Copy exactly. Begin with the line that contains "Query: pink flamingo" and stop after the last line of the records.

*** Begin section ***

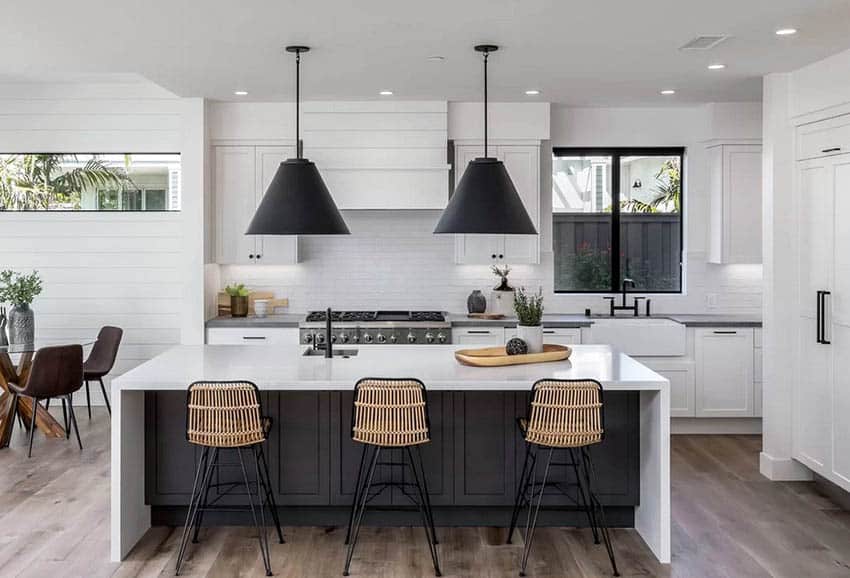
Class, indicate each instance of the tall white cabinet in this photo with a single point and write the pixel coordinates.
(821, 429)
(523, 165)
(240, 178)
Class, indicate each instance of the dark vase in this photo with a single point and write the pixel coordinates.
(476, 302)
(21, 324)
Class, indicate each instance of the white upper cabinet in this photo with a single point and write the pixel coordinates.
(241, 176)
(735, 203)
(523, 165)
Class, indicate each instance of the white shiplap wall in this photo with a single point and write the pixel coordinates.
(119, 269)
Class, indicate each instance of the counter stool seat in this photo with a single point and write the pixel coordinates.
(563, 415)
(390, 414)
(228, 416)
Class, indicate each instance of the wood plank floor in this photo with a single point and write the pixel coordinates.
(728, 521)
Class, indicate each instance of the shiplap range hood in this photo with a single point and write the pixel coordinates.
(380, 155)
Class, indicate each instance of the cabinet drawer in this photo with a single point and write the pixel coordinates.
(252, 336)
(825, 138)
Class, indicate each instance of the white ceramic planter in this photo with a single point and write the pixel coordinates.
(532, 335)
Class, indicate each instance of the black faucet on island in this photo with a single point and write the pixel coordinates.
(633, 307)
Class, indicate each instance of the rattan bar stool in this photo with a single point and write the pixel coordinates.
(564, 415)
(227, 415)
(390, 413)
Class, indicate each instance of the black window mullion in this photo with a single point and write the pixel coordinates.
(615, 221)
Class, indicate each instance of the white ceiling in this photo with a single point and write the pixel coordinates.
(593, 52)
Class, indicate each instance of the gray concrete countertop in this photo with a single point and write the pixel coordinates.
(277, 320)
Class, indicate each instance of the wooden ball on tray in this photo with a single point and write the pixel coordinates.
(516, 346)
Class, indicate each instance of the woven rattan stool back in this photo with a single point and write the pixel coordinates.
(565, 413)
(224, 414)
(390, 412)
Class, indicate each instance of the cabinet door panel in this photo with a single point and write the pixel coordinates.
(273, 249)
(813, 405)
(816, 233)
(235, 199)
(724, 372)
(485, 438)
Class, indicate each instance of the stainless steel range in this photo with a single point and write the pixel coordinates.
(377, 327)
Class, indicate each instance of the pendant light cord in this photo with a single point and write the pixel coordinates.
(298, 104)
(486, 55)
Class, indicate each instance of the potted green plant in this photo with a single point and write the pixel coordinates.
(19, 291)
(502, 295)
(238, 300)
(529, 312)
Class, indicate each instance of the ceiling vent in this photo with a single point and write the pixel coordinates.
(705, 42)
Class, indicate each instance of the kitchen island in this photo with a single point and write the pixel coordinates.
(473, 455)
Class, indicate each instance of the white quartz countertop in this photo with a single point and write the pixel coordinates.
(285, 368)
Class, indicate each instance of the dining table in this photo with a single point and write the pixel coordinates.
(18, 373)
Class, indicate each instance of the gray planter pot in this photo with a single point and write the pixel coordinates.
(21, 324)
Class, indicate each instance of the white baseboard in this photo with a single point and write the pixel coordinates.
(715, 425)
(783, 469)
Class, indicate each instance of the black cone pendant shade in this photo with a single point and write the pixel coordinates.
(485, 200)
(297, 201)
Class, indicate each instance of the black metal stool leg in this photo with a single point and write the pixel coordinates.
(267, 485)
(356, 499)
(262, 536)
(603, 525)
(204, 494)
(203, 466)
(428, 509)
(361, 508)
(584, 496)
(521, 491)
(32, 424)
(529, 531)
(424, 506)
(88, 398)
(105, 397)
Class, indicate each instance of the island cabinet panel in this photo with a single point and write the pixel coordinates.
(485, 446)
(436, 456)
(616, 459)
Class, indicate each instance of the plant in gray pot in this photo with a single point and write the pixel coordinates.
(19, 291)
(529, 312)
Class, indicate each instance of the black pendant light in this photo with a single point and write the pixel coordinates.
(485, 200)
(297, 201)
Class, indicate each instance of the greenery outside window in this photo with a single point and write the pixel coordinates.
(617, 214)
(89, 182)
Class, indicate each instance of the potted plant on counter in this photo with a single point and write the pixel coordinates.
(529, 312)
(238, 300)
(20, 290)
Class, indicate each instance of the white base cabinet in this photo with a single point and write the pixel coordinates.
(241, 176)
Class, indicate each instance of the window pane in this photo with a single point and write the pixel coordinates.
(651, 221)
(89, 182)
(581, 212)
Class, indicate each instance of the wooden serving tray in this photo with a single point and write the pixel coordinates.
(496, 356)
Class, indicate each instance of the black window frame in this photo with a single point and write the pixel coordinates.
(616, 154)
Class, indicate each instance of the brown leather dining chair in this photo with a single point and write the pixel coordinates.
(57, 372)
(101, 360)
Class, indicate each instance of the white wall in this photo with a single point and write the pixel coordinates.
(124, 269)
(392, 260)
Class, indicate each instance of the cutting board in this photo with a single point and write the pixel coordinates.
(496, 356)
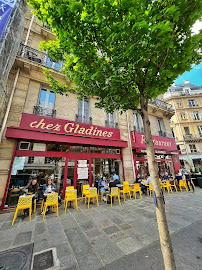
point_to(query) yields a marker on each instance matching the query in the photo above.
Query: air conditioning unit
(24, 146)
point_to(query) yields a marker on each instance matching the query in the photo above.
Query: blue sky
(194, 76)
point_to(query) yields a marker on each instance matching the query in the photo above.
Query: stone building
(186, 124)
(49, 135)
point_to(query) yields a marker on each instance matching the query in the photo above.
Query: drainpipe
(130, 145)
(9, 105)
(178, 122)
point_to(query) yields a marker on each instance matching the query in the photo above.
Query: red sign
(60, 126)
(159, 142)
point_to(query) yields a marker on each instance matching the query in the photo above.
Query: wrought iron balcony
(44, 111)
(139, 130)
(83, 119)
(162, 133)
(162, 104)
(38, 57)
(111, 124)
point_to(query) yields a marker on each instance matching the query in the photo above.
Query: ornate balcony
(83, 119)
(44, 111)
(161, 104)
(38, 57)
(111, 124)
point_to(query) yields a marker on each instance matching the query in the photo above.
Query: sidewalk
(99, 237)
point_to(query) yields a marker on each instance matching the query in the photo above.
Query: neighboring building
(50, 135)
(186, 124)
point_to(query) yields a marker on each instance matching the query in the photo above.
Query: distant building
(186, 124)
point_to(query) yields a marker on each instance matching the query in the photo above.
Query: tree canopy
(121, 50)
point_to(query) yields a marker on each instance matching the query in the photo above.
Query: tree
(124, 53)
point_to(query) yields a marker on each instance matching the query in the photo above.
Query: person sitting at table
(49, 187)
(166, 177)
(103, 186)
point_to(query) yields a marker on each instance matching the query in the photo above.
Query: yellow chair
(70, 196)
(174, 185)
(51, 200)
(92, 195)
(125, 190)
(136, 189)
(84, 191)
(24, 202)
(182, 183)
(114, 194)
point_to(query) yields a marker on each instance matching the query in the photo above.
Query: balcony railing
(139, 130)
(162, 104)
(111, 124)
(46, 26)
(83, 119)
(193, 136)
(38, 57)
(162, 133)
(44, 111)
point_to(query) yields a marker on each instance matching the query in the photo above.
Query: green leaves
(116, 50)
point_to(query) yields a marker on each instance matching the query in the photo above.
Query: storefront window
(97, 150)
(25, 168)
(58, 147)
(79, 149)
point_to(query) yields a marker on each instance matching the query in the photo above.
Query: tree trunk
(166, 245)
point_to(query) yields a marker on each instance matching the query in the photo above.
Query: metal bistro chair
(85, 191)
(24, 202)
(136, 189)
(92, 195)
(114, 194)
(70, 196)
(51, 200)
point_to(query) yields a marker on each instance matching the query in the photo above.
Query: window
(200, 130)
(83, 111)
(161, 127)
(183, 116)
(46, 103)
(111, 120)
(138, 124)
(193, 148)
(192, 103)
(196, 116)
(186, 130)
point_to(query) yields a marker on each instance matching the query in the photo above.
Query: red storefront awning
(24, 134)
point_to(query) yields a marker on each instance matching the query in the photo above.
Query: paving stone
(40, 228)
(125, 226)
(78, 242)
(55, 228)
(111, 229)
(89, 262)
(93, 233)
(40, 245)
(22, 238)
(129, 245)
(87, 225)
(106, 249)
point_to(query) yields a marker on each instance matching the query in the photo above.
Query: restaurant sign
(66, 127)
(138, 141)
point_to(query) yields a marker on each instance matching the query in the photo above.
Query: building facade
(49, 135)
(186, 124)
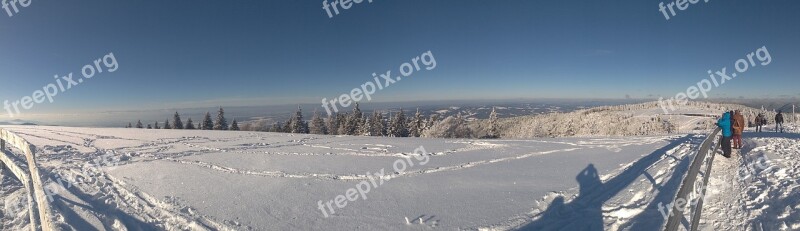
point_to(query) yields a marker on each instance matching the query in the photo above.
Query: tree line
(390, 124)
(207, 124)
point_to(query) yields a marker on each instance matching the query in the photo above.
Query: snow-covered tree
(287, 127)
(450, 127)
(298, 124)
(208, 124)
(366, 127)
(276, 127)
(432, 121)
(342, 120)
(356, 118)
(234, 125)
(318, 125)
(190, 124)
(494, 129)
(176, 121)
(417, 125)
(221, 123)
(378, 127)
(332, 124)
(398, 125)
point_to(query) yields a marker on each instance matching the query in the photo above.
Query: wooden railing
(38, 204)
(689, 185)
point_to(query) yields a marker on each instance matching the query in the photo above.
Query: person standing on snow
(759, 122)
(738, 128)
(725, 124)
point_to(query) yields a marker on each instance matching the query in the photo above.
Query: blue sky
(185, 53)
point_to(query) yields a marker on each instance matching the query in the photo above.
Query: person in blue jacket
(725, 124)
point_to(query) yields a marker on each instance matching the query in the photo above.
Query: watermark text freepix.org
(335, 4)
(678, 4)
(62, 84)
(374, 181)
(716, 79)
(385, 80)
(14, 5)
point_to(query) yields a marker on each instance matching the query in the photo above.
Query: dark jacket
(725, 124)
(738, 124)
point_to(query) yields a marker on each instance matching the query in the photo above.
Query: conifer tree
(176, 121)
(355, 119)
(417, 125)
(276, 127)
(398, 125)
(298, 125)
(208, 124)
(318, 125)
(493, 126)
(378, 124)
(234, 125)
(342, 120)
(332, 124)
(190, 124)
(221, 123)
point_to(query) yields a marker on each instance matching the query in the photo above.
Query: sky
(182, 54)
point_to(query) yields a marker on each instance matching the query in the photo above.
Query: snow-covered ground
(111, 179)
(758, 188)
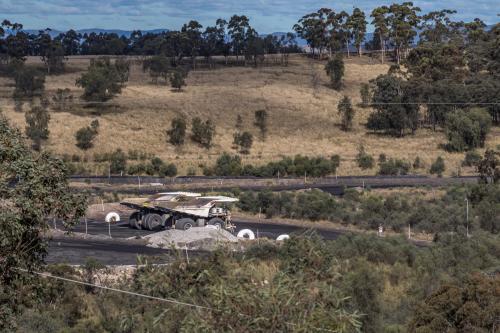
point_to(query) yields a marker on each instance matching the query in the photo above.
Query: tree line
(235, 37)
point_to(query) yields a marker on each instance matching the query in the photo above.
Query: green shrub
(202, 132)
(168, 170)
(335, 70)
(118, 162)
(394, 167)
(417, 163)
(244, 141)
(467, 130)
(438, 167)
(472, 159)
(365, 161)
(177, 133)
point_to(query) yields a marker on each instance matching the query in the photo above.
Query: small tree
(202, 132)
(239, 122)
(261, 122)
(62, 99)
(118, 162)
(29, 83)
(365, 94)
(177, 133)
(489, 167)
(467, 129)
(244, 141)
(158, 67)
(85, 136)
(365, 161)
(177, 80)
(335, 70)
(168, 170)
(346, 112)
(102, 81)
(37, 125)
(438, 167)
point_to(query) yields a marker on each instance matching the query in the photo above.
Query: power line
(69, 104)
(131, 293)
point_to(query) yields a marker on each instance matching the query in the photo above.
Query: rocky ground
(206, 238)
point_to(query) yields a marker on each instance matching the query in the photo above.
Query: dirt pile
(206, 238)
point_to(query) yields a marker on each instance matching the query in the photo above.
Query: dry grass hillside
(302, 112)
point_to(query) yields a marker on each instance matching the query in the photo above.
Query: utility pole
(467, 216)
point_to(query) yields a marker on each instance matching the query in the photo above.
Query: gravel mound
(198, 238)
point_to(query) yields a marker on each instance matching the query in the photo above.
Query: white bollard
(282, 237)
(246, 233)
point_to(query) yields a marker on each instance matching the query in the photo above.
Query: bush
(118, 162)
(29, 82)
(177, 79)
(335, 70)
(227, 165)
(102, 81)
(85, 136)
(365, 94)
(365, 161)
(467, 130)
(417, 164)
(438, 167)
(261, 122)
(346, 112)
(394, 167)
(244, 141)
(472, 159)
(168, 170)
(202, 132)
(177, 133)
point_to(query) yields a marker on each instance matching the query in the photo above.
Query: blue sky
(265, 15)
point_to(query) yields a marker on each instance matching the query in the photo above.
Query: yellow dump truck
(180, 210)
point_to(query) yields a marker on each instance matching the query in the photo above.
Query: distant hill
(301, 42)
(119, 32)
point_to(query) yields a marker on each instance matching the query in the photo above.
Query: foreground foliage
(354, 284)
(33, 187)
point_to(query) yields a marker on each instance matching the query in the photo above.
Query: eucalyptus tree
(381, 23)
(313, 28)
(357, 26)
(238, 31)
(403, 20)
(191, 36)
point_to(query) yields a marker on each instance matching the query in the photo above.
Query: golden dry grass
(303, 116)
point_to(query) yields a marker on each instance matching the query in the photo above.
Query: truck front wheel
(184, 224)
(217, 222)
(153, 222)
(134, 220)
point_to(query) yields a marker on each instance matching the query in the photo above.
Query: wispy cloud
(266, 15)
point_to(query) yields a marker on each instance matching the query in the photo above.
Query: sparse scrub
(365, 160)
(346, 112)
(177, 133)
(335, 70)
(472, 159)
(438, 167)
(243, 141)
(85, 136)
(118, 162)
(365, 94)
(202, 132)
(261, 122)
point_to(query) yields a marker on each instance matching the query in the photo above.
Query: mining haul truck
(180, 210)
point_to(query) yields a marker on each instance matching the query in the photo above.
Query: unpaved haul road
(117, 251)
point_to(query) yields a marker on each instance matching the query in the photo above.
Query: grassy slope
(303, 116)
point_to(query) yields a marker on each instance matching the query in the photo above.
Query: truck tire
(133, 220)
(184, 224)
(217, 222)
(153, 222)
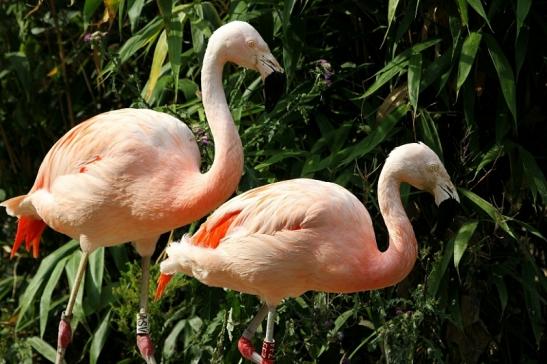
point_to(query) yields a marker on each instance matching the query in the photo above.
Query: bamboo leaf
(428, 131)
(477, 5)
(134, 12)
(414, 79)
(90, 7)
(534, 175)
(160, 53)
(391, 10)
(497, 217)
(505, 75)
(99, 338)
(397, 65)
(462, 240)
(169, 345)
(45, 299)
(467, 57)
(437, 273)
(96, 270)
(377, 135)
(502, 292)
(42, 348)
(44, 270)
(523, 8)
(462, 8)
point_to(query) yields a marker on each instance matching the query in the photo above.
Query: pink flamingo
(131, 175)
(286, 238)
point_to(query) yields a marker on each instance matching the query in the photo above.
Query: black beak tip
(274, 85)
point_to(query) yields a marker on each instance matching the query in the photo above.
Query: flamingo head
(419, 166)
(238, 42)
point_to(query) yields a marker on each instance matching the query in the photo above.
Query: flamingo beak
(163, 280)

*** End section ***

Your response:
Query: pink flamingo
(131, 175)
(286, 238)
point_to(query) yields a marker on each instance matching the query in the photo above.
Query: black beak tip
(274, 85)
point_to(query) yields a marker on each instance matching the query in the photo above.
Query: flamingo head
(419, 166)
(238, 42)
point_to(query) yields a marker on each instance matching the query in the photo above.
Query: flamingo beak
(163, 280)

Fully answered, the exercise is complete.